● **Task set**
1. Name every Earl of Cornwall mentioned in the passage on Mixbury's tithes and advowson.
2. In the passage on Mixbury's tithes and advowson, reproduce the text from "The earliest evidence" up to and including "1645. (fn. 194)".

● **Quoted text**
┄┄┄┄┄┄┄┄┄┄┄┄┄┄┄┄┄┄┄┄

During the 13th century the ownership of the tithes of Fulwell was disputed between Oseney and successive rectors of Mixbury. The first dispute was settled in 1216, and in 1251 the tithes of sheaves in Fullewelheth formed one of the subjects of a composition between Oseney and John de Exeter. (fn. 187) In 1263 the abbey's right to receive these tithes was reaffirmed after further dissension. (fn. 188) One of two undated bulls of Nicholas V (1447–55), apparently confirmations of the 1435 agreement, included the Fulwell tithes amongst those granted by Oseney to the Mixbury rectors, but the other specifically reserved to the abbey all the greater and lesser tithes of Fullewelheth, except a few personal ones. (fn. 189) Oseney certainly retained them, for in the 16th century they were farmed out with the manor. (fn. 190) After the abbey's dissolution they were granted in 1541 to Sir John Wellesborne. (fn. 191) The rector received a modus of £1 12s. (fn. 192)
The earliest evidence for the existence of the church at Mixbury dates from the grant of its tithes in 1074 (see below). Willaston's were granted at the same time and it may already have had its own chapel, although it is possible that its tithes still formed part of the endowment of the mother church. A chapel there was first specifically recorded in a charter of 1151 confirming a grant in about 1123 of Mixbury advowson. (fn. 193) The chapel always remained dependent on Mixbury and was still being used, at least for christenings and burials, as late as 1645. (fn. 194)
In the late 11th and early 12th centuries the advowson of Mixbury was probably held by the D'Ivrys, but after the death of Roger d'Ivry in about 1120 or possibly earlier it must have passed to the justiciar Ralph Basset. (fn. 195) In or soon after 1123 Basset gave to a clerical son all his advowsons. These, including the advowson of Mixbury and its chapel of Willaston, were granted by the latter to Oseney Abbey perhaps on its foundation in 1149, and were confirmed to the abbey in 1151 by Archbishop Theobald. (fn. 196) In the confusion of Stephen's reign the abbey perhaps lost the advowson, for by 1213 it was in the hands of Thomas de St. Valery, the lord of the manor. When he granted Mixbury to Oseney in that year he reserved the advowson to himself and his heirs. (fn. 197) Confirmations by Robert, Count of Dreux, in 1225, and Richard, Earl of Cornwall, in 1230, made the same reservation. (fn. 198) But between 1274 and 1277 Edmund, Earl of Cornwall, gave the advowson to Walter de Merton, Bishop of Rochester, and his successors, in part exchange for the advowson of St. Buryan (Cornwall). (fn. 199) Nevertheless, in 1334 John of Eltham, Earl of Cornwall, unsuccessfully attempted to claim it from Bishop Hamo Hethe as belonging by right to his honor of St. Valery. (fn. 200) Oseney Abbey also tried at this period to secure the advowson. In 1352 and 1354 Edward III granted it licences to exchange the advowsons of Bucknell and Swerford for that of Mixbury. (fn. 201) Nothing came of this, and a further attempt to exchange (the advowson of Cornwell being substituted for that of Swerford) was made in 1396, the year in which Oseney was given permission to appropriate the church. (fn. 202) The exchange did not materialize, even though Bishop Bottlesham of Rochester was apparently willing and obtained a similar licence. (fn. 203)

┄┄┄┄┄┄┄┄┄┄┄┄┄┄┄┄┄┄┄┄

[Named object pointing rows]
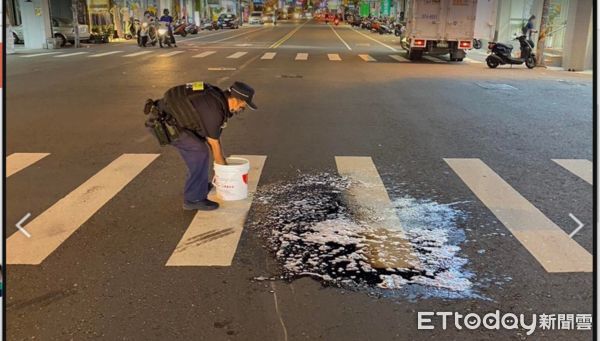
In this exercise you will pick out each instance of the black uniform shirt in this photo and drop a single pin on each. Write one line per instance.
(213, 109)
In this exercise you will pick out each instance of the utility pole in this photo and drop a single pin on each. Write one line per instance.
(542, 37)
(75, 23)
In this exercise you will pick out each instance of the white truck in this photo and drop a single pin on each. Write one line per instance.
(439, 27)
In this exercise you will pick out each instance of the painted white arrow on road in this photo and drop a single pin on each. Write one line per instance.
(21, 228)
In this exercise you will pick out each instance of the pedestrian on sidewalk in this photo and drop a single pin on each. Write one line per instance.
(200, 112)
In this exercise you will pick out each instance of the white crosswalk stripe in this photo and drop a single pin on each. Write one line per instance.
(547, 242)
(367, 58)
(39, 54)
(19, 161)
(237, 55)
(268, 55)
(171, 54)
(580, 167)
(204, 54)
(368, 193)
(104, 54)
(70, 54)
(51, 228)
(434, 59)
(399, 58)
(136, 54)
(212, 237)
(301, 56)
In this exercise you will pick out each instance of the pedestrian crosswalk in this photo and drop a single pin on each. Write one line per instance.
(300, 56)
(212, 238)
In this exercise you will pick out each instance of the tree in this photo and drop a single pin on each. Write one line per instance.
(544, 25)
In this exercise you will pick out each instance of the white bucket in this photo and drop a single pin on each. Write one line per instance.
(231, 180)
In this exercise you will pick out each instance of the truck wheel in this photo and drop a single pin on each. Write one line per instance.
(415, 54)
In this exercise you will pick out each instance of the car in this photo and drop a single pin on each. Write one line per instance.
(255, 18)
(228, 20)
(62, 29)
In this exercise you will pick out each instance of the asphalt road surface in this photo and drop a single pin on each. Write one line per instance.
(437, 132)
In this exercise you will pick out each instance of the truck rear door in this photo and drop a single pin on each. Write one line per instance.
(460, 19)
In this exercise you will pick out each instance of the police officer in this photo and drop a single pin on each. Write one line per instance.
(201, 112)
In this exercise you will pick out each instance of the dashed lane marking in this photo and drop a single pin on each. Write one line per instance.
(51, 228)
(136, 54)
(170, 54)
(204, 54)
(212, 237)
(19, 161)
(39, 54)
(237, 55)
(302, 56)
(580, 167)
(548, 243)
(399, 58)
(104, 54)
(268, 55)
(70, 54)
(367, 58)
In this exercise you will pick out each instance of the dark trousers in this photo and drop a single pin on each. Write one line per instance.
(196, 155)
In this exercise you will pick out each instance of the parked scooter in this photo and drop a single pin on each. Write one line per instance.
(179, 28)
(501, 54)
(163, 35)
(147, 35)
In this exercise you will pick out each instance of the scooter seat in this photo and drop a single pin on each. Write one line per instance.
(507, 46)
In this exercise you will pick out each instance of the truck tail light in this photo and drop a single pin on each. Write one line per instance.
(419, 42)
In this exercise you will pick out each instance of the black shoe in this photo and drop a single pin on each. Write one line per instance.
(202, 205)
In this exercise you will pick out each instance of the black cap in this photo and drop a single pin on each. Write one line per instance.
(244, 92)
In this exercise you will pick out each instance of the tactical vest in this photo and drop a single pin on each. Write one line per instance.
(178, 100)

┄┄┄┄┄┄┄┄┄┄┄┄┄┄┄┄┄┄┄┄

● **Answers per task**
1.
Richard, Earl of Cornwall
Edmund, Earl of Cornwall
John of Eltham, Earl of Cornwall

2.
The earliest evidence for the existence of the church at Mixbury dates from the grant of its tithes in 1074 (see below). Willaston's were granted at the same time and it may already have had its own chapel, although it is possible that its tithes still formed part of the endowment of the mother church. A chapel there was first specifically recorded in a charter of 1151 confirming a grant in about 1123 of Mixbury advowson. (fn. 193) The chapel always remained dependent on Mixbury and was still being used, at least for christenings and burials, as late as 1645. (fn. 194)